WHAT IS NEEDED: Return all records exactly. Nothing may be added.

***

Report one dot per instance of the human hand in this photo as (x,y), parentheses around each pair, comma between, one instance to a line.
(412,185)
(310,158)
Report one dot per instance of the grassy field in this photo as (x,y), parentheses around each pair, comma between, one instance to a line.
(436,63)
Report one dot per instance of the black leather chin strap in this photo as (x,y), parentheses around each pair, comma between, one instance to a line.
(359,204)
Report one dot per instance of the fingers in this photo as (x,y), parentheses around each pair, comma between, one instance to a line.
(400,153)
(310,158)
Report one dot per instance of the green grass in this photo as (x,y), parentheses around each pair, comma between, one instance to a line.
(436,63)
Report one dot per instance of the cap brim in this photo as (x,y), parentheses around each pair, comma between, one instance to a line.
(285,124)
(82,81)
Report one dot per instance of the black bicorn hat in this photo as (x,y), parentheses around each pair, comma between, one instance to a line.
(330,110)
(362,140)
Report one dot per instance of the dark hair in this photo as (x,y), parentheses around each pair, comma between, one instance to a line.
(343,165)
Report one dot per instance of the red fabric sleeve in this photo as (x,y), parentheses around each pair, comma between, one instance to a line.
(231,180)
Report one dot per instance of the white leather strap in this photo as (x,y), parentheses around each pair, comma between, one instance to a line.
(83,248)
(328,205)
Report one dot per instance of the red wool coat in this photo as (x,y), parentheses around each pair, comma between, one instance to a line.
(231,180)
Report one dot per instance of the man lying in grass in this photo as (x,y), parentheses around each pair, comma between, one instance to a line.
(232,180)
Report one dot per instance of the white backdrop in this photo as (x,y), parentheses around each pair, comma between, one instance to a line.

***

ANSWER TO THE PROBLEM:
Report one dot per instance of the human hand in this photo as (x,y), parentheses around each pair, comma between, one instance to a line.
(412,185)
(310,158)
Report one dot per instance of the grassy field in this photo as (x,y), parentheses around each pair, comma between, one instance to a line.
(436,63)
Report one dot per instance of the black leather chin strap in this photo as (x,y), parentheses around each pair, comma between, one instance to a line.
(359,204)
Report one dot per instance of the fingers in this photo as (x,y), parentheses around each pair, comma between, one instance to a line.
(400,153)
(310,158)
Report one dot per instance of the green grass in this photo as (x,y), parentheses around each pair, comma between, one instance to a line.
(436,63)
Report one dot per instance of the cap brim in this photo as (x,y), parentheses around each pair, comma between, one instance to a line.
(285,124)
(82,81)
Report one dot per instance of the black bicorn hat in this photo as (x,y), parentheses around each pair, comma between, one instance to a line.
(330,110)
(362,140)
Report one dot per instance of the dark hair in this photo as (x,y), parentheses around each pair, comma between, one instance to a line.
(343,165)
Report one dot per instance of the red fabric sleeve in this photo as (x,y), parentheses around each pair, comma between, one instance to a line.
(231,180)
Report one dot per instance of the white leather strap in this photo as (x,y), parentheses around each pair, comma between, one instance to a line.
(83,248)
(328,205)
Report one dot per instance of the red wool coat in this photo as (x,y), parentheses around each pair, comma between, one instance to a line.
(231,180)
Report one dot per instance of the man lying in grass in this photo as (x,y), parentheses around each pair, comma between, one instance to a line.
(232,180)
Report one dot per instance of the white backdrop in this photo as (x,y), parentheses around each pair, comma between, one instance to a line.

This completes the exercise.